-- DIRECTIVE A --
In the records below, take the stretch from the line containing "of the windshield" through the end of the records and put those lines into a JSON list of strings, with one string per line and blank lines omitted.

-- PASSAGE --
---
REDD+: A lost decade for international forest conservation

REDD+: A lost decade for international forest conservation

REDD+ was praised as a tool that could quickly and cheaply reduce emissions. This prediction has not been fulfilled. Instead, global emissions and deforestation are increasing.


With growing climate awareness, the contribution of deforestation to global greenhouse gas emissions has also moved into the public focus. This development is reflected in international forest policy, not least by REDD+, or Reducing Emissions from Deforestation and Forest Degradation, which has been the dominant international forest policy mechanism since 2005. As the name implies, the objective of REDD+ is to reduce emissions resulting from destruction of forests. The means to achieve this objective: financial incentives.  In theory, payments under the mechanism are results-based: Financial support is only granted after the fact to those who can document how many tons of carbon emissions were avoided, and that the emission reduction would not have been realized without their measure.
---
-- RECORDED INFORMATION --
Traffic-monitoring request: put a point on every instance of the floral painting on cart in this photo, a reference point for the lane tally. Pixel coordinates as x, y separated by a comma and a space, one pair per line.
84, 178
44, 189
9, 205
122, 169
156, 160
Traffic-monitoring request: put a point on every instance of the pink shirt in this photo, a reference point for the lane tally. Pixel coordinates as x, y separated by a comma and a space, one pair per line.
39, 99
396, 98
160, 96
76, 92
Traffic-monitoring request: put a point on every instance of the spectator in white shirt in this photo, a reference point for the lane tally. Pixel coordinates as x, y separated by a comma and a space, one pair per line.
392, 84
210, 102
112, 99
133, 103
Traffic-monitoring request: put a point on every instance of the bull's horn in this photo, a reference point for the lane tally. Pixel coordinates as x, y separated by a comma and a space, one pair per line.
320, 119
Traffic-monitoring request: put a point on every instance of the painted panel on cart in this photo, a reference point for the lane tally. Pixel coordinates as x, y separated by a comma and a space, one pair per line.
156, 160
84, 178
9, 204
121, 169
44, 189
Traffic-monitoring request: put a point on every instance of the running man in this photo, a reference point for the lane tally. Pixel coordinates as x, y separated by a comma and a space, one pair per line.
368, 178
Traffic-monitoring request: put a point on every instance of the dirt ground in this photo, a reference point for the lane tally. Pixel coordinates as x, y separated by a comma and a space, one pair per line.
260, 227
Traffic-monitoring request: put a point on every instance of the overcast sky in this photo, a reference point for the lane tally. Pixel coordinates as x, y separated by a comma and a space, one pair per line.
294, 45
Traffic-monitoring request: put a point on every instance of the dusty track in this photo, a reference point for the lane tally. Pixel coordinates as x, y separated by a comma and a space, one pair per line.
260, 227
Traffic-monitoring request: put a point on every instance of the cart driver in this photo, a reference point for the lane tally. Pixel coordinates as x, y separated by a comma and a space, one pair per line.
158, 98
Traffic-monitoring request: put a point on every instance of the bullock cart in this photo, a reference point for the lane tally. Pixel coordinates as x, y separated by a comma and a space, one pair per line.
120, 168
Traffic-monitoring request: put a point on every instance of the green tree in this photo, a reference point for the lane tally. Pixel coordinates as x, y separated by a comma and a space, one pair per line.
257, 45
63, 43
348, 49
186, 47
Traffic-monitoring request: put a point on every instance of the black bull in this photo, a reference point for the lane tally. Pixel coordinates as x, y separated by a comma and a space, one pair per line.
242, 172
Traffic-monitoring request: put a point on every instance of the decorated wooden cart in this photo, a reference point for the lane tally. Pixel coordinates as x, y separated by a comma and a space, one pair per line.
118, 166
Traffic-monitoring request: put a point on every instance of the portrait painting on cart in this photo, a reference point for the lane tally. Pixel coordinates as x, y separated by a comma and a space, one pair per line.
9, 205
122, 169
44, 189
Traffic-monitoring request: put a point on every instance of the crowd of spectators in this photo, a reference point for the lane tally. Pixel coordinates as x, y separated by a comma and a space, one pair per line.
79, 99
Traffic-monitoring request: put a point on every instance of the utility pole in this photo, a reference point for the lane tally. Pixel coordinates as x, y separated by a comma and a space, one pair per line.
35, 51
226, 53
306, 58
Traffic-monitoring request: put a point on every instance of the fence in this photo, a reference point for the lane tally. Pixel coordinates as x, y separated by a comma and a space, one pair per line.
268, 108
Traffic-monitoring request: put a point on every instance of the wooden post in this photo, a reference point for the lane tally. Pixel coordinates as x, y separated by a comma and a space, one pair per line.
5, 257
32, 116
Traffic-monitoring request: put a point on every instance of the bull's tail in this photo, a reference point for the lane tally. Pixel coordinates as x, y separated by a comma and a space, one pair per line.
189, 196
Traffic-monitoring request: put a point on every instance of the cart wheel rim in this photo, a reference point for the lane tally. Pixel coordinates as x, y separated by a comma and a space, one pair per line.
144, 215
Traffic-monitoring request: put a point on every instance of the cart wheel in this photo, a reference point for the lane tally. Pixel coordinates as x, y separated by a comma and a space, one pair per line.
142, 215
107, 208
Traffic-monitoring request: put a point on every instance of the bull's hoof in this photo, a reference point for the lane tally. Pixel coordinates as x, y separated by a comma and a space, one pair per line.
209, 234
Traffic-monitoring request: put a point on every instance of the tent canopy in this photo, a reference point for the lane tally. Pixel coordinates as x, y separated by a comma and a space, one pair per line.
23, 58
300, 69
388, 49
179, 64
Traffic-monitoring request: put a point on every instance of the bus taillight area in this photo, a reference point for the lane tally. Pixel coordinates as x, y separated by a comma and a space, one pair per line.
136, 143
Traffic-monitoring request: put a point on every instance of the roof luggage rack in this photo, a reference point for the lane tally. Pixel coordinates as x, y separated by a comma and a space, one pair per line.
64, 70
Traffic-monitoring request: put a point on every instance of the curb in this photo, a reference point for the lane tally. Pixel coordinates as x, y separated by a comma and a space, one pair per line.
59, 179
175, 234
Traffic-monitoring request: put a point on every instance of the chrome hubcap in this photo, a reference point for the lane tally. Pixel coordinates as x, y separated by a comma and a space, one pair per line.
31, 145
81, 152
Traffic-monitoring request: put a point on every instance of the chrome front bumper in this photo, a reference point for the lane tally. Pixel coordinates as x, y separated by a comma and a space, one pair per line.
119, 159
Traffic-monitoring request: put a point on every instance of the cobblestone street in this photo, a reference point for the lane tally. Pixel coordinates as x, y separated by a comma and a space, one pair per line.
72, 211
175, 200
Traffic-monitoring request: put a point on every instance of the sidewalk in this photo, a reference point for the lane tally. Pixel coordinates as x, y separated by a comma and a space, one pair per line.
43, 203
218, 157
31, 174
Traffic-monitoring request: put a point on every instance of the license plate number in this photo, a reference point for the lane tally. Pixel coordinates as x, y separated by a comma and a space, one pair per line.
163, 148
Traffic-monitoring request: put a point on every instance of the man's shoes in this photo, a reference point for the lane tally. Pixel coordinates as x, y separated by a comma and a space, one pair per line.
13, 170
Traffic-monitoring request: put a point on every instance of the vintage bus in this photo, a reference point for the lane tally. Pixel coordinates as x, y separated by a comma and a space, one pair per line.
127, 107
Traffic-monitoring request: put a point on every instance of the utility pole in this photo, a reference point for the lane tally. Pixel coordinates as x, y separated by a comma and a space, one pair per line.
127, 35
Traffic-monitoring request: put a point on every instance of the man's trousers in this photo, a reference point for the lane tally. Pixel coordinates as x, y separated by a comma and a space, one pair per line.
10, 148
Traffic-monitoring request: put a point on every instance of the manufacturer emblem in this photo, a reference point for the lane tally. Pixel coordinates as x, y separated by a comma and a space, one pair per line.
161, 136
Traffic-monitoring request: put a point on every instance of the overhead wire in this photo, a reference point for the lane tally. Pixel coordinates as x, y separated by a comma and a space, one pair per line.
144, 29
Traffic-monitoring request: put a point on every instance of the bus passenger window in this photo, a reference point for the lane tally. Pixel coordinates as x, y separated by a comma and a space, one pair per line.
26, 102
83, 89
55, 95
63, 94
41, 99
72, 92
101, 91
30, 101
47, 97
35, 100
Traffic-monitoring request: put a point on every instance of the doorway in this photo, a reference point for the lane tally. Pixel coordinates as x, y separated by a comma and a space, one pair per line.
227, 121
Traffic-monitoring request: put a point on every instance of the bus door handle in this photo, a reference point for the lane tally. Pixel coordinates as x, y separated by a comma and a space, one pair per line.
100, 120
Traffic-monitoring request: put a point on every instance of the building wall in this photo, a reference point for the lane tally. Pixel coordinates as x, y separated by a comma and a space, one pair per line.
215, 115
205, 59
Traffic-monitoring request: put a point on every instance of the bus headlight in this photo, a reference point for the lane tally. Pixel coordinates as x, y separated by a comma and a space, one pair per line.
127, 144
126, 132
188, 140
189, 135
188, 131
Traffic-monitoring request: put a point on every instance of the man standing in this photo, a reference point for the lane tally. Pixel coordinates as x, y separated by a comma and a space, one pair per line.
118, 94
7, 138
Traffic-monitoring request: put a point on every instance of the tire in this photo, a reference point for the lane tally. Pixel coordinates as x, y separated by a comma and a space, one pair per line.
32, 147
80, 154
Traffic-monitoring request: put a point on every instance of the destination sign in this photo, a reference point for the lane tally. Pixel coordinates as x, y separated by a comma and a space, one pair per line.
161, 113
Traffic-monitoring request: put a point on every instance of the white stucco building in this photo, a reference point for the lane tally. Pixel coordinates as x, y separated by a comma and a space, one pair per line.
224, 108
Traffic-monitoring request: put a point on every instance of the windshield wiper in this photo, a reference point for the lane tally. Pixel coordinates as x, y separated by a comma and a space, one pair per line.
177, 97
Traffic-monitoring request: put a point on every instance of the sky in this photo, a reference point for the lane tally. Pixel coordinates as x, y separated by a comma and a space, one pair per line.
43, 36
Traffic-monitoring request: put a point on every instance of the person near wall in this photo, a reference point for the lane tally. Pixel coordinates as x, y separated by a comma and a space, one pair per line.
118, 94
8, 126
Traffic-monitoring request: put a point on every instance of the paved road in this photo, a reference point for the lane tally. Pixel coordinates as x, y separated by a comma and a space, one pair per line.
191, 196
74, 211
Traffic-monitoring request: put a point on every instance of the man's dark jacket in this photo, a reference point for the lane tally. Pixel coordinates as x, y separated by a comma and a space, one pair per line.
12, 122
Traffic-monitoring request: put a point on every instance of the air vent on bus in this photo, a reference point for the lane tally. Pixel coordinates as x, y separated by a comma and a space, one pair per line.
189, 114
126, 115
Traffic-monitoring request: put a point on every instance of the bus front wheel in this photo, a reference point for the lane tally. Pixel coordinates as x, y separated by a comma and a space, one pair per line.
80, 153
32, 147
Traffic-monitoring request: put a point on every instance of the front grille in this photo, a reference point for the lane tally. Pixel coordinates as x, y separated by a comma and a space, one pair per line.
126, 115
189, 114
---
-- DIRECTIVE B --
Transcribe the stretch of the REDD+ text above from "REDD+ was praised as" through "and deforestation are increasing.", reproducing it without alteration.

-- CORRECT RESPONSE A --
[
  "Traffic-monitoring request: put a point on every instance of the windshield wiper in this photo, a reference point for the lane tally. Pixel coordinates as x, y separated by a comma and a space, one pair per line.",
  "177, 97",
  "Traffic-monitoring request: put a point on every instance of the sky in this photo, a reference point for the lane tally. Pixel coordinates as x, y separated by a comma and a space, one pair per line.",
  "43, 36",
  "Traffic-monitoring request: put a point on every instance of the person near wall in this photo, a reference point for the lane tally. Pixel coordinates as x, y separated by a comma and a space, one pair per line.",
  "118, 94",
  "8, 126",
  "Traffic-monitoring request: put a point on every instance of the paved road in this photo, a reference point for the lane tally. Pixel coordinates as x, y separated by a comma and a space, one pair per line.",
  "191, 196",
  "74, 211",
  "Traffic-monitoring request: put a point on every instance of the man's dark jacket in this photo, a reference point for the lane tally. Pixel coordinates as x, y separated by a comma and a space, one pair per line.",
  "12, 122",
  "Traffic-monitoring request: put a point on every instance of the air vent on bus in this photo, a reference point for the lane tally. Pixel coordinates as x, y separated by a comma and a space, one pair per line.",
  "189, 114",
  "126, 115",
  "Traffic-monitoring request: put a point on every instance of the bus front wheel in this photo, a reference point for the lane tally. Pixel coordinates as x, y separated by a comma and a space, one pair per line.",
  "80, 153",
  "32, 147",
  "Traffic-monitoring request: put a point on every instance of the front grille in this photo, a reference point for the lane tally. Pixel coordinates as x, y separated by a comma and a space, one pair per line.",
  "126, 115",
  "189, 114"
]

-- CORRECT RESPONSE B --
REDD+ was praised as a tool that could quickly and cheaply reduce emissions. This prediction has not been fulfilled. Instead, global emissions and deforestation are increasing.